▶ **EXERCISE DESCRIPTION**
How does the data below read from its first line through the line containing "Sample: <point>32,16</point>"? Print those lines exactly.

───

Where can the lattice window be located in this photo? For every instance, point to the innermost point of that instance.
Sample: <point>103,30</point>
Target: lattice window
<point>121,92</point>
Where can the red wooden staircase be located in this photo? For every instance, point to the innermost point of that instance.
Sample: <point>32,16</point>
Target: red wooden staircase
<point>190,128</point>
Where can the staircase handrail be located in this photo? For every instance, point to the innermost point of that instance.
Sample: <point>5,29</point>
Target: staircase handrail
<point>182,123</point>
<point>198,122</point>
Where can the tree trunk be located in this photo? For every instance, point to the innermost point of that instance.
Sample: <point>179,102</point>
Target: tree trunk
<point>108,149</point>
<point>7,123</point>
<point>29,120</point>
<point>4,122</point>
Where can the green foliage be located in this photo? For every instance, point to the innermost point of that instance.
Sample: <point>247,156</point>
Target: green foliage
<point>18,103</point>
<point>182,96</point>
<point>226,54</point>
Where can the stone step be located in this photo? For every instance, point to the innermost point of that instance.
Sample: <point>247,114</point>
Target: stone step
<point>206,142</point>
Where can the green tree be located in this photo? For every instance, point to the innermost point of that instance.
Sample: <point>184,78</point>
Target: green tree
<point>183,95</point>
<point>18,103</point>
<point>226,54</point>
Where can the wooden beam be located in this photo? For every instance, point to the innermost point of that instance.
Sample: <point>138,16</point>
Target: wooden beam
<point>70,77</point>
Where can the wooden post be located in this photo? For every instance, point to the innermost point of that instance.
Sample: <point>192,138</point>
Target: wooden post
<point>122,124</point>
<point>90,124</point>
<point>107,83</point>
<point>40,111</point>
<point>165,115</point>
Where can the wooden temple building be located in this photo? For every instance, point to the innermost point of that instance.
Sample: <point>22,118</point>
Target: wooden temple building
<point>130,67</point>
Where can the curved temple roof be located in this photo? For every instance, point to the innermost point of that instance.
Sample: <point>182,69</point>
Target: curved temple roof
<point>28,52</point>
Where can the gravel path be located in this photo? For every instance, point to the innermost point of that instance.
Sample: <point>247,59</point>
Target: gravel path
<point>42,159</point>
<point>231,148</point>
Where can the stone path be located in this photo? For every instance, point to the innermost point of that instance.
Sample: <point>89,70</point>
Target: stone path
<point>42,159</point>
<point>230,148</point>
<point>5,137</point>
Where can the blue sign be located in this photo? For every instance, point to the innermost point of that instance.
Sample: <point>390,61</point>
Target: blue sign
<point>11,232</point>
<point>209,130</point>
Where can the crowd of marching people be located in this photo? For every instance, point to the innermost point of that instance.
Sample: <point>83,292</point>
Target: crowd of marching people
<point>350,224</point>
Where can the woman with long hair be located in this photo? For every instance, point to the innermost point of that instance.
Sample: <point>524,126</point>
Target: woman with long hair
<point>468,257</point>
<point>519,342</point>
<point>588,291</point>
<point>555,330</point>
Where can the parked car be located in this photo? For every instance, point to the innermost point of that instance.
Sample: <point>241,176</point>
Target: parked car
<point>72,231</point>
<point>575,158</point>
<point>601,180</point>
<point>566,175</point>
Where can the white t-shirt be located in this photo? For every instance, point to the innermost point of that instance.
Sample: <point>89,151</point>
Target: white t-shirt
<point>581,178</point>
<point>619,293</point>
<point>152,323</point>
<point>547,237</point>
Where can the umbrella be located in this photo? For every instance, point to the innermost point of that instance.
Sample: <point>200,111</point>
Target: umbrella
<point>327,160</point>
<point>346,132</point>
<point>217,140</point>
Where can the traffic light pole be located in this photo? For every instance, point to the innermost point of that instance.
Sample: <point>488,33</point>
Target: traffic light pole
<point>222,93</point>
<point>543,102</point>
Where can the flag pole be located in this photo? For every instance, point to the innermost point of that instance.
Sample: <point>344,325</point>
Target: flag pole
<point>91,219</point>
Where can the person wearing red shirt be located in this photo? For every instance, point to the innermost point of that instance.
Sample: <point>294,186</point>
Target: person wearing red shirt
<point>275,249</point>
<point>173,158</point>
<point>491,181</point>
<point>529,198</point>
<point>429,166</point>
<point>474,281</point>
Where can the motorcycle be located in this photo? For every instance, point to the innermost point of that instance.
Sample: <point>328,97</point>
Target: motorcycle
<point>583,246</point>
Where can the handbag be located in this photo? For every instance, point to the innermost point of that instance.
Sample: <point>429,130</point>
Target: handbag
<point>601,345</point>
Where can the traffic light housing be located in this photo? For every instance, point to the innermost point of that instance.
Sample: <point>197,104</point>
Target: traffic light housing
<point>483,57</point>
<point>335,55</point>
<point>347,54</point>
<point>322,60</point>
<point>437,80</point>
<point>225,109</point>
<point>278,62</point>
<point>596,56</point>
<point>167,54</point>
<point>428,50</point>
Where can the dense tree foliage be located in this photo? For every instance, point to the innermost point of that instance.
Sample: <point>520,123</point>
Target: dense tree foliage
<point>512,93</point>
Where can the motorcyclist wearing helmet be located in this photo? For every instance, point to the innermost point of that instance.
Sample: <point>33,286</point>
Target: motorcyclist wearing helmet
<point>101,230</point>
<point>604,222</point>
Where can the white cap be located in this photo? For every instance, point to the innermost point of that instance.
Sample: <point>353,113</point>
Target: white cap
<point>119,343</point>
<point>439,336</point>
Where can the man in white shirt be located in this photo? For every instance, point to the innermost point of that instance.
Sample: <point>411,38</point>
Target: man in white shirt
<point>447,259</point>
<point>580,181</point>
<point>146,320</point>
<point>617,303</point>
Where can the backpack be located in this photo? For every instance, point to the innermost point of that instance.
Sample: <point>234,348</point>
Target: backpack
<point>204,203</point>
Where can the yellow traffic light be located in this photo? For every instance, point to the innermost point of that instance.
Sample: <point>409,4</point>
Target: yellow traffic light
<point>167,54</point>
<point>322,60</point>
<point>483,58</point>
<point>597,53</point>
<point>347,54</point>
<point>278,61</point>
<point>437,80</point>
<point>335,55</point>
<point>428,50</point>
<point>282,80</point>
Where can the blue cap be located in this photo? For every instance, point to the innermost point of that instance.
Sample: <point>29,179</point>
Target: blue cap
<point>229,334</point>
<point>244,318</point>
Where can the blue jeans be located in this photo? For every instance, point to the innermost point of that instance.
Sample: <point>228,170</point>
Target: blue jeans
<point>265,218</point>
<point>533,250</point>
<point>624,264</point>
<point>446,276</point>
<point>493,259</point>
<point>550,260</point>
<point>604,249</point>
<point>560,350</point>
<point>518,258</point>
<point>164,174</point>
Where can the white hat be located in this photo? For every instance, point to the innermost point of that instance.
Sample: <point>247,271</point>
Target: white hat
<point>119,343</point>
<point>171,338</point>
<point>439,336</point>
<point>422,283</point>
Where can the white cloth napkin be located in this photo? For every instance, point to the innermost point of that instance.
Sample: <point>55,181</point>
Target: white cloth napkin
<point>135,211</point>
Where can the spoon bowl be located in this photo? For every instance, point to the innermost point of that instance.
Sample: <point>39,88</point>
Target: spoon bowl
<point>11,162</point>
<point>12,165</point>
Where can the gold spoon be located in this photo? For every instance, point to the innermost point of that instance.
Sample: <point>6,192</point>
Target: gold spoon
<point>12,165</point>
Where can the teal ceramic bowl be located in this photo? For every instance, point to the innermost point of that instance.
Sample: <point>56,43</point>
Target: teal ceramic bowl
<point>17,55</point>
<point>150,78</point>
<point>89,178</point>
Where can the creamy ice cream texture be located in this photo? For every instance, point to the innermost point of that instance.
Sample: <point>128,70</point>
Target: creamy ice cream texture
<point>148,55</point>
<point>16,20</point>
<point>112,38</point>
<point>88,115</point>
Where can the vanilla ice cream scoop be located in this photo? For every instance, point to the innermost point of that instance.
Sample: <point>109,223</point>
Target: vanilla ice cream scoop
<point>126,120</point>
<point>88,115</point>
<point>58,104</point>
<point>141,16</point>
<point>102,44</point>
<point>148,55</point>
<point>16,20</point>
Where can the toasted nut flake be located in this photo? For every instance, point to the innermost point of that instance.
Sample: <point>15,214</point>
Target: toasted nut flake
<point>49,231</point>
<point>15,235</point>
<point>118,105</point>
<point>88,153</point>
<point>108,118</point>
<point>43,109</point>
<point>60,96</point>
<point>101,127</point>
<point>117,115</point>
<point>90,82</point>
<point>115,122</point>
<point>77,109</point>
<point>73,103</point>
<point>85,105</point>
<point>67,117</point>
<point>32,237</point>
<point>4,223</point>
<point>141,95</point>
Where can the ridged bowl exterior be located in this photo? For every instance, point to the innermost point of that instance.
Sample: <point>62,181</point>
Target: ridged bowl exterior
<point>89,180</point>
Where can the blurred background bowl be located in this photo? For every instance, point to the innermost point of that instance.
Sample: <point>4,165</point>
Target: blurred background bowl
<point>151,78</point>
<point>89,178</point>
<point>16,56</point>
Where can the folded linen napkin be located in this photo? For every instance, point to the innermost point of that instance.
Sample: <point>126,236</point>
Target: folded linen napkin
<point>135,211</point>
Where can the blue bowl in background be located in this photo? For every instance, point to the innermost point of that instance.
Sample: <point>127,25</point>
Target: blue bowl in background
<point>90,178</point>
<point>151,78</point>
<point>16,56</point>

───

▶ **TASK RESULT**
Where can the lattice window be located in this photo? For every instance, point to the innermost point of that instance.
Sample: <point>103,30</point>
Target: lattice window
<point>121,92</point>
Where can the red wooden staircase be located in this photo? For every instance, point to the innermost point of that instance.
Sample: <point>32,16</point>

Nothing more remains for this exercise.